30-35 years ago, early 1970's specifically, the same kinds of scientists were predicting a coming ice age and telling us to brace ourselves for that. Now all these years later, that is but a distant memory, and the right thing to do was to see how it played out before getting into a panic.

As Michael said above, there is a strong precedent for alarmism based on the current state of the art which is very poor ability to predict future weather and climate trends. Both in terms of pollution and global warming, which are really two separate things.

The right thing to do last time was to ignore it, and I don't see any real evidence this time to indicate that anything is really different. The evidence that global warming is happening quickly is weak, the evidence that it is largely human-induced is weaker, and the evidence that it will cause us large-scale problems is weakest of all.

Also remember, nobody I know of is here or elsewhere advocating a laissez-faire attitude towards pollution. Just CO2/AGW. Again, two different things.


RE: Intellectual Neros
By Rovemelt on 12/14/2007 1:34:39 PM , Rating: 2
Tom,

There is no denying that there were some predictions of a coming ice age in the 1970's. The general concept of global warming from greenhouse gas emissions was understood, however cooling from aerosols was also cooling the planet at the same time and it was believed that the forcings from aerosols would be greater than that from greenhouse gases. Forcings from aerosols turned out to be short lived. The popular press (Newsweek, Time) jumped on the coming ice age idea. The scientific community understood that climate science was in it's infancy and expressed that in the publications.

In a nutshell, what was said in the 70's regarding climate change and what's being published today are on two completely different scientific foundations. The sheer volume of climate data collected since the 70's alone should convince anyone of that.

From realclimate.org http://www.realclimate.org/index.php?p=94

quote:
Where does the myth come from? Naturally enough, there is a kernel of truth behind it all. Firstly, there was a trend of cooling from the 40's to the 70's (although that needs to be qualified, as hemispheric or global temperature datasets were only just beginning to be assembled then). But people were well aware that extrapolating such a short trend was a mistake (Mason, 1976) . Secondly, it was becoming clear that ice ages followed a regular pattern and that interglacials (such as we are now in) were much shorter that the full glacial periods in between. Somehow this seems to have morphed (perhaps more in the popular mind than elsewhere) into the idea that the next ice age was predicatable and imminent. Thirdly, there were concerns about the relative magnitudes of aerosol forcing (cooling) and CO2 forcing (warming), although this latter strand seems to have been short lived.

#### [Given information]
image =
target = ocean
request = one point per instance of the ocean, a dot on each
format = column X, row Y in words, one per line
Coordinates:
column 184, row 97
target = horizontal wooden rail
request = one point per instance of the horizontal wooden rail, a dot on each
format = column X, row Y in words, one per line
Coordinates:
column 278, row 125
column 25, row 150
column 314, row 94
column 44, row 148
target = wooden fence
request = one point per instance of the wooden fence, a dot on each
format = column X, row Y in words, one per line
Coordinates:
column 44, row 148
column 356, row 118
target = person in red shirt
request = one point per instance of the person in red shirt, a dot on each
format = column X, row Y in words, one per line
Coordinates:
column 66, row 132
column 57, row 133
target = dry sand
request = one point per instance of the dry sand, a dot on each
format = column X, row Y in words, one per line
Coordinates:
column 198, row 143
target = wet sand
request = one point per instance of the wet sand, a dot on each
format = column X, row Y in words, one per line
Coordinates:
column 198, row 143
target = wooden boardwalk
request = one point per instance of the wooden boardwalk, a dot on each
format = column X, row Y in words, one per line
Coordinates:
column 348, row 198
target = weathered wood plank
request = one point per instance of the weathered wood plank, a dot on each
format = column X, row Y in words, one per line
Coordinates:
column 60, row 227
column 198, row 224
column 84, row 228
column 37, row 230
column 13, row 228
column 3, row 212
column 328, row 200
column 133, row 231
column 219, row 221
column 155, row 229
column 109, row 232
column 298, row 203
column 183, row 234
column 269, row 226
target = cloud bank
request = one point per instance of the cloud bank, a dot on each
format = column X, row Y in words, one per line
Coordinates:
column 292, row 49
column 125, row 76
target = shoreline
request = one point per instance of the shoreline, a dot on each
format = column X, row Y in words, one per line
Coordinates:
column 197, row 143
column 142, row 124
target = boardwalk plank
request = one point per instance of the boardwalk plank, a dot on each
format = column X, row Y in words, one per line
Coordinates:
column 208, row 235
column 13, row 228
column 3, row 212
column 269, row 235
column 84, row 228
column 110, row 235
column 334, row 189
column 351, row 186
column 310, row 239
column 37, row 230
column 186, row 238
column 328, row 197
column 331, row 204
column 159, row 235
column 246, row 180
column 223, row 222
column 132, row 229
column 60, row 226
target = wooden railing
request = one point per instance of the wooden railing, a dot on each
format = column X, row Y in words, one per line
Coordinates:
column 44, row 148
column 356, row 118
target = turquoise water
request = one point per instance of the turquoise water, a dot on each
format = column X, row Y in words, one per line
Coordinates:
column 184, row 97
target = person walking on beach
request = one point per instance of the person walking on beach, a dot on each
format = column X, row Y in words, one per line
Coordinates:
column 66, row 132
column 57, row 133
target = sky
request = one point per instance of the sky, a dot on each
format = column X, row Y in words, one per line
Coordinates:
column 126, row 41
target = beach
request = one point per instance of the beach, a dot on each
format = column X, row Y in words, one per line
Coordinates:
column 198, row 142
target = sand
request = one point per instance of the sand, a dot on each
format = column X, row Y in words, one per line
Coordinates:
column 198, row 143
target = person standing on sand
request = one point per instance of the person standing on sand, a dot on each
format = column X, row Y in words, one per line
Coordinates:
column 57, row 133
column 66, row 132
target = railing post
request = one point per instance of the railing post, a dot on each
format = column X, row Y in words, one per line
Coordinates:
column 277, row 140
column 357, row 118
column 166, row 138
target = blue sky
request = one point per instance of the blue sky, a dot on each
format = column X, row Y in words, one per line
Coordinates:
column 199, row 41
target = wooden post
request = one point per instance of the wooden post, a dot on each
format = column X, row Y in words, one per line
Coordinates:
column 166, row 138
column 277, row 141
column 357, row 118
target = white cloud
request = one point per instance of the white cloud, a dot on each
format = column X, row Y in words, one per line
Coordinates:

#### [Instructions to follow]
Continue the forum discussion about 1970s ice-age predictions and global warming, starting right after its last sentence.

#### [Final answer]
The state of the science at the time (say, the mid 1970's), based on reading the papers is, in summary: "…we do not have a good quantitative understanding of our climate machine and what determines its course. Without the fundamental understanding, it does not seem possible to predict climate…" (which is taken directly from NAS, 1975). In a bit more detail, people were aware of various forcing mechanisms - the ice age cycle; CO2 warming; aerosol cooling - but didn't know which would be dominant in the near future. By the end of the 1970's, though, it had become clear that CO2 warming would probably be dominant; that conclusion has subsequently strengthened.


Also,

http://www.wmconnolley.org.uk/sci/iceage/


RE: Intellectual Neros
By TomZ on 12/14/2007 5:46:21 PM , Rating: 2
I appreciate your thoughtful reply, however, there is a long history of poor correlation between climate model studies and actual reality. In the past, and continuing into the present, they have been very poor predictors of climate change, from what I understand. Models seem to be more detailed now, but I don't see how they are any more accurate.

For example, how many of these models correctly predicted the current leveling off of the previous rise in global temperatures?